=== Exercise brief ===
Retype exactly the stretch of lines that begins at the line containing "In this exercise you will mark every instance of the gray" and ends at the last line of the data, with no other lines.

=== Data provided ===
===
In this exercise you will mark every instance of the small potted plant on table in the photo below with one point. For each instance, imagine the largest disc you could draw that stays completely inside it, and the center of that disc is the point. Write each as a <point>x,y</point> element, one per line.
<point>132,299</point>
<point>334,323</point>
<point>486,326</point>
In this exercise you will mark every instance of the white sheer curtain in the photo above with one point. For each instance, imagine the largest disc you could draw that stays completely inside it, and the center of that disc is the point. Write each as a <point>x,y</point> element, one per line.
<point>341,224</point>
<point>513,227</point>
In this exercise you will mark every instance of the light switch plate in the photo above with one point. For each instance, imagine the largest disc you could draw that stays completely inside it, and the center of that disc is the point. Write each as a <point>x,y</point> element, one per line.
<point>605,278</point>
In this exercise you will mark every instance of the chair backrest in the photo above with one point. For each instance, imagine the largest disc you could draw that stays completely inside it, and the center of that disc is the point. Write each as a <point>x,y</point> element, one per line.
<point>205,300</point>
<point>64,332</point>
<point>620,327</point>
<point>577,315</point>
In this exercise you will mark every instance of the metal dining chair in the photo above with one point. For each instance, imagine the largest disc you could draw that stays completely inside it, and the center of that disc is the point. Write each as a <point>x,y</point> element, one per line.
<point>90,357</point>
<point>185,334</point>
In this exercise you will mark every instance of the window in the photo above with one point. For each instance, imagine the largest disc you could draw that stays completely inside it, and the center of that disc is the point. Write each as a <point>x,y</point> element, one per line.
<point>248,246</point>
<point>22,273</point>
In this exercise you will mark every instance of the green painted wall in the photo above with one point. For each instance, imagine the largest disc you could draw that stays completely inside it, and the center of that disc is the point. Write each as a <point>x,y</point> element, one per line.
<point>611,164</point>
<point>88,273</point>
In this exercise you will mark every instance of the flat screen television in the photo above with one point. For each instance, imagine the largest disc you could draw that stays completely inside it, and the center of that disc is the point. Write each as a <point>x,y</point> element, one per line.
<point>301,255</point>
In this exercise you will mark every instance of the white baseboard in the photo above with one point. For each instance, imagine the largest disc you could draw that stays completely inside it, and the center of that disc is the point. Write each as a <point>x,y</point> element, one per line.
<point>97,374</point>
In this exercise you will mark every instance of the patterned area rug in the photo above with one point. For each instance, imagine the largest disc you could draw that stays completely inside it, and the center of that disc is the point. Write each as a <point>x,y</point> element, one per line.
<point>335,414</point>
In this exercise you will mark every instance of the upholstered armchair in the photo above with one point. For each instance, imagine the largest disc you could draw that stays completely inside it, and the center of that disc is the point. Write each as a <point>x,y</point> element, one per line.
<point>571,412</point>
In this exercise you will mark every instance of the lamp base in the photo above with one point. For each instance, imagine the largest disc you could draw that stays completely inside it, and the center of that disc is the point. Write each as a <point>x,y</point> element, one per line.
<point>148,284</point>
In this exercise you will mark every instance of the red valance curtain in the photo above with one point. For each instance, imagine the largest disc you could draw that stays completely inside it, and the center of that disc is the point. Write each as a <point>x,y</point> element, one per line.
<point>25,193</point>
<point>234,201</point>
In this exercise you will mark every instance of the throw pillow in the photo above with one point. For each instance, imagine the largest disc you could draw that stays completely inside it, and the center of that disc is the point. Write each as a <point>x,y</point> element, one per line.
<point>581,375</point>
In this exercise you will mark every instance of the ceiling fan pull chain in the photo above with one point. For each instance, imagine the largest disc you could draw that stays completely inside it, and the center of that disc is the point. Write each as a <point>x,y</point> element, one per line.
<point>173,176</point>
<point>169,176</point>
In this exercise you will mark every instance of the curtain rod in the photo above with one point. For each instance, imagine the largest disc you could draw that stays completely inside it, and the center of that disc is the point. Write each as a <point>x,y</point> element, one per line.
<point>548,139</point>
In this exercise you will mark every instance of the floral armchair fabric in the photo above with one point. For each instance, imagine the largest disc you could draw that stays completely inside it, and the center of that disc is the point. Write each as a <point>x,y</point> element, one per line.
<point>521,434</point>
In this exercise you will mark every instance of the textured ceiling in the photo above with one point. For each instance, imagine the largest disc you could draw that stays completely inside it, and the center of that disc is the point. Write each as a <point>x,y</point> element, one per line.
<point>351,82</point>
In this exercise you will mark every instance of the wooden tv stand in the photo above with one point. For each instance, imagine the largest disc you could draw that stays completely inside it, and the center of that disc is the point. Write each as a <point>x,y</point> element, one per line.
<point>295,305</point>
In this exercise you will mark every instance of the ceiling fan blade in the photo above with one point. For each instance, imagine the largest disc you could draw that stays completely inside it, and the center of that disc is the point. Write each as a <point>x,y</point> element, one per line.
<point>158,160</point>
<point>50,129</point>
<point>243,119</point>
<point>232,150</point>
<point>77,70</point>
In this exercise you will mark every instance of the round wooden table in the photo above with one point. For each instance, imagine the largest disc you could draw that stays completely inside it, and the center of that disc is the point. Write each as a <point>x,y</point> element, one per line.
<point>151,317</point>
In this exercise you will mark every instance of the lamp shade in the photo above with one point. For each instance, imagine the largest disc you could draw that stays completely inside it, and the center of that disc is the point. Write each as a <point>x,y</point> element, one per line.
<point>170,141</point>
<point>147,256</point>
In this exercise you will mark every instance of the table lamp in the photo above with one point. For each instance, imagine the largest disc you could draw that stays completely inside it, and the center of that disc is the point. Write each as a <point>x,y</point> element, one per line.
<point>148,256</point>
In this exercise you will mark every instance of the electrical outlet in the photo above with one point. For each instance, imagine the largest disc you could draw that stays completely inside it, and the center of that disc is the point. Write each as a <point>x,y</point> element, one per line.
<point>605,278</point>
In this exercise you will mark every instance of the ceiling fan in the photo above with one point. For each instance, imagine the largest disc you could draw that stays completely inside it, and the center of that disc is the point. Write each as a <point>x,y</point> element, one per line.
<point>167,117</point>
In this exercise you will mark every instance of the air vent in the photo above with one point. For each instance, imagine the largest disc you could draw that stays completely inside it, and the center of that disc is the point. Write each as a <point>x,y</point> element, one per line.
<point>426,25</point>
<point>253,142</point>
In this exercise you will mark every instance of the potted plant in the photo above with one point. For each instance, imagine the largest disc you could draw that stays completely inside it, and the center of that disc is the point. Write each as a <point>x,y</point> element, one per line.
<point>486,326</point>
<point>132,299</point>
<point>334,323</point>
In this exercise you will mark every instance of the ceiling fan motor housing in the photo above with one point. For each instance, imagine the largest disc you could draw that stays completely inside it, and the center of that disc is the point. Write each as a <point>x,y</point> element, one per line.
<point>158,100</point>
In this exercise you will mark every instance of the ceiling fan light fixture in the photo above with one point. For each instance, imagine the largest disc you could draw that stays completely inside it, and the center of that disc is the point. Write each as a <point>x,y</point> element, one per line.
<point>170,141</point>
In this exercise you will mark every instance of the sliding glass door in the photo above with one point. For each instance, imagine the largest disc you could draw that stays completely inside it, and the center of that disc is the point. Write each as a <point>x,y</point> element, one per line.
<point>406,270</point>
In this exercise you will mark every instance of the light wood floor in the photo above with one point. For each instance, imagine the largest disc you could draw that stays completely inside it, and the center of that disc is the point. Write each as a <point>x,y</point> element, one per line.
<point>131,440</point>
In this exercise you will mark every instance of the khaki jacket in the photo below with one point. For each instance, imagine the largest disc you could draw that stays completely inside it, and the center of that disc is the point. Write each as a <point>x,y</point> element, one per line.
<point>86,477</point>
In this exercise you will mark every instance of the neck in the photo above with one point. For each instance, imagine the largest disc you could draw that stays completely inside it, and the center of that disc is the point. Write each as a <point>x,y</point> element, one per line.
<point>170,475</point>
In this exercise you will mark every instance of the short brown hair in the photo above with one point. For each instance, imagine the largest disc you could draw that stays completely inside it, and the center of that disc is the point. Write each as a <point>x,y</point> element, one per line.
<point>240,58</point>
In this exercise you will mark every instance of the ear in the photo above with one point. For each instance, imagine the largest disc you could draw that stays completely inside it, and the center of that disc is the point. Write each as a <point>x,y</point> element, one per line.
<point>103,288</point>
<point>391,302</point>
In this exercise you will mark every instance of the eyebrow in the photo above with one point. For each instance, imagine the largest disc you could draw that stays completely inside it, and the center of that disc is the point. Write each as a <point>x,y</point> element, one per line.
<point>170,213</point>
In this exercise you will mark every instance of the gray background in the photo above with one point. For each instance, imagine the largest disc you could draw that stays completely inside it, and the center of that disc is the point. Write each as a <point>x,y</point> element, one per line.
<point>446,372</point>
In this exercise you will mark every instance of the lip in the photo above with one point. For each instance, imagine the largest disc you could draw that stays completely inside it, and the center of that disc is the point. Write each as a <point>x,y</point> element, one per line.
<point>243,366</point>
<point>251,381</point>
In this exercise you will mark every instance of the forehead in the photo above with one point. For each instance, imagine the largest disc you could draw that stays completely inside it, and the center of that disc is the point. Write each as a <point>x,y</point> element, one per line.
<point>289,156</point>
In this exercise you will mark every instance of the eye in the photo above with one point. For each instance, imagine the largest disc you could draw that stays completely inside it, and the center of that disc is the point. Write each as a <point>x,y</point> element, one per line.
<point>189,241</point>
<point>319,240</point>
===
=== Task output ===
In this exercise you will mark every instance of the gray background in the photo above with one point. For each instance, imagine the largest disc you could draw that stays completely inside it, and the center of that disc is the point. Write each as a <point>x,y</point> element, one per line.
<point>446,372</point>
In this exercise you will mark every instance of the lip in the photo above with one point. For each instance, imagine the largest disc you could draw that stays completely inside it, and the center of that disc is the point. Write each as a <point>x,y</point> element, one per line.
<point>243,366</point>
<point>251,381</point>
In this exercise you will mark every instance of the forehead in the photo above with one point. For each instance, imagine the largest disc you could draw that stays completely inside it, and the center of that disc is the point. Write each as a <point>x,y</point> element, one per line.
<point>289,156</point>
In this exercise you will mark every instance of the eye in the photo above with one point. For each instance, imagine the largest disc you could draw that stays completely inside it, and the center of that disc is the point. Write each as a <point>x,y</point> element, one per line.
<point>189,241</point>
<point>319,240</point>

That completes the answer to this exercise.